SHORT PROBLEM: The entries need to be copied exactly.

(Stored data)

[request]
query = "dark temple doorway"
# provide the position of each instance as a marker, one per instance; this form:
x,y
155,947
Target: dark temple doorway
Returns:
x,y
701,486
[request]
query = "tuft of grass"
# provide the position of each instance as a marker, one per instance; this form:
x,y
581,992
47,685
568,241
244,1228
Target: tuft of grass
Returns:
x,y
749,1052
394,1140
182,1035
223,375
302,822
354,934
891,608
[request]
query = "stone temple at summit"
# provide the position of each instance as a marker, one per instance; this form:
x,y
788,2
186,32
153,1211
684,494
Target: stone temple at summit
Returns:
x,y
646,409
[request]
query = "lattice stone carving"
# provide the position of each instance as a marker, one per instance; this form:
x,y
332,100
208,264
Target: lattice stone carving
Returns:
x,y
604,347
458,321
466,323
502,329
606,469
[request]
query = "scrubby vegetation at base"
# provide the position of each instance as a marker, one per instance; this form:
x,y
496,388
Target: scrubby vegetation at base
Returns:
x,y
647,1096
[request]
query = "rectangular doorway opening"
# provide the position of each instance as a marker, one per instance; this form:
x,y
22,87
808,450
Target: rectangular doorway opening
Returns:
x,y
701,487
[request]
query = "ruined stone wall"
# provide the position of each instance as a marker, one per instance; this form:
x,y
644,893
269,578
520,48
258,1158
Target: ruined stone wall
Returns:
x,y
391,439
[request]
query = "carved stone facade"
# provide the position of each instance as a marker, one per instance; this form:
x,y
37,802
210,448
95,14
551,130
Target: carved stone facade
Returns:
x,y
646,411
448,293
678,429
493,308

RESPONSE BELOW:
[request]
query = "dark temple doorway"
# provide the position of each instance as a marker, one per instance; this form:
x,y
155,947
Target: dark temple doorway
Returns:
x,y
701,486
[request]
query = "tuft of grass"
# provide the position of each instance as a marker, one per instance; this form:
x,y
581,992
47,685
568,241
244,1228
Target: tuft of grass
Returns:
x,y
749,1052
394,1140
182,1035
223,375
302,822
354,934
891,608
[request]
query = "stone temple at summit"
# provide the position of each instance as a marker, one per instance; this form:
x,y
788,2
186,32
153,1211
684,494
Target: stone temple at summit
Returns:
x,y
646,409
[request]
query = "lattice stone carving"
# provide the position of each instance as a marker, one per instance; this form:
x,y
332,100
208,264
Target: lattice stone carving
Returns:
x,y
604,347
458,321
466,323
502,329
606,469
[request]
query = "scrubby vegetation at base"
# provide the position of each instance as a marker, one per instance; this form:
x,y
496,388
Target: scrubby vegetation at base
Returns:
x,y
647,1096
[request]
query = "rectangular doorway opening"
# provide the position of each instance as a marker, one per instance; this form:
x,y
22,87
808,450
Target: rectangular doorway opening
Returns:
x,y
701,487
[request]
query = "ruined stone wall"
# provide the position of each instance as a marker, one per instance; this form:
x,y
644,893
269,578
520,48
258,1158
Target: ruined stone wall
Returns:
x,y
391,439
[request]
query = "carved stone facade"
# provide the position of each instance as a marker, one per instance; this form:
x,y
37,802
210,448
95,14
551,130
Target: carved stone facade
Returns:
x,y
646,411
448,293
678,429
493,308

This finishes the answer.